_EXTRAIT CHOISI_
==================================================

Afrik : Beaucoup ont exercé des fonctions au sein de l’administration moderne…

Nanan Dodo N’Depo :
Bien sûr. Nous avons aussi des professeurs d’Université, d’anciens sous-préfets, des députés…

Afrik : Vous avez parlé d’« ultime recours », lors du Forum de Cotonou…

Nanan Dodo N’Depo :
L’Etat moderne existe, mais nous aussi. Nous avons parlé aux gens dans le Nord, à Khorogo, Bouaké… il nous faut des moyens. Nous avons demandé 3 millions de Fcfa à Teovodjre (Albert, Ancien secrétaire général adjoint des Nations unies) pour assurer nos frais. Nous avons parlé plus de dix heures à Alassane Ouattara au Gabon, il s’est vidé.

Afrik : Que pense Gbagbo de votre démarche ?

==================================================

_INFORMATIONS EXTRAITES_
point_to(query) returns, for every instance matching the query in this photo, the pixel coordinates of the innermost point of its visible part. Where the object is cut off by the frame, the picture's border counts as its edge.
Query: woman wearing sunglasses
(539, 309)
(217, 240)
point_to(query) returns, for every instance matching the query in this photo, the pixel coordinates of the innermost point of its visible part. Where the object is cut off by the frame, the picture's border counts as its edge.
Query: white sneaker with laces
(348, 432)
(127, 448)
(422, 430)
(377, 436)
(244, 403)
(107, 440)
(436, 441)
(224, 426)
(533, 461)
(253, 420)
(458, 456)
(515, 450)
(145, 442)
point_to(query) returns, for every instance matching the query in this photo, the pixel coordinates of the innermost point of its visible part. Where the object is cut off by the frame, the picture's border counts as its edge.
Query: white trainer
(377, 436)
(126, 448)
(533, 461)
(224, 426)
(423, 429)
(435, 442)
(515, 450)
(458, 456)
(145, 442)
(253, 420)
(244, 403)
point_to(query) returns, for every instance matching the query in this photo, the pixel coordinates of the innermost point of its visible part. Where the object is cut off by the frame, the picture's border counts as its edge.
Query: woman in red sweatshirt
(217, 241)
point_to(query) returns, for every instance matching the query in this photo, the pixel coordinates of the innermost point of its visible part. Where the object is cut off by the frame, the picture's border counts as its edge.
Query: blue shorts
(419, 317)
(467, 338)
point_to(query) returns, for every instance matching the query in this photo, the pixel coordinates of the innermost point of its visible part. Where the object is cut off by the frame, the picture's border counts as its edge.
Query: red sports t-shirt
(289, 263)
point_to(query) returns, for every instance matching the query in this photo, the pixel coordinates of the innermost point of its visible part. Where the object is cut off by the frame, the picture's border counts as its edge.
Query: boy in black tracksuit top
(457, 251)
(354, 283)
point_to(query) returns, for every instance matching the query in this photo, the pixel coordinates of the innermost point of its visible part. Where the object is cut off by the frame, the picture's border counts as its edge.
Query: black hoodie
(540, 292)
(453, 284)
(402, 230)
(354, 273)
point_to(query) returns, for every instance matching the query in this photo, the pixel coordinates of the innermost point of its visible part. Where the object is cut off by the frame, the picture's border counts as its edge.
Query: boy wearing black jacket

==================================================

_CONSIGNE_
Pouvez-vous extraire de l'entretien, sans rien y changer, le passage qui va de « Afrik : Beaucoup » jusqu'à « votre démarche ? » inclus ?

_RÉSULTAT OBTENU_
Afrik : Beaucoup ont exercé des fonctions au sein de l’administration moderne…

Nanan Dodo N’Depo :
Bien sûr. Nous avons aussi des professeurs d’Université, d’anciens sous-préfets, des députés…

Afrik : Vous avez parlé d’« ultime recours », lors du Forum de Cotonou…

Nanan Dodo N’Depo :
L’Etat moderne existe, mais nous aussi. Nous avons parlé aux gens dans le Nord, à Khorogo, Bouaké… il nous faut des moyens. Nous avons demandé 3 millions de Fcfa à Teovodjre (Albert, Ancien secrétaire général adjoint des Nations unies) pour assurer nos frais. Nous avons parlé plus de dix heures à Alassane Ouattara au Gabon, il s’est vidé.

Afrik : Que pense Gbagbo de votre démarche ?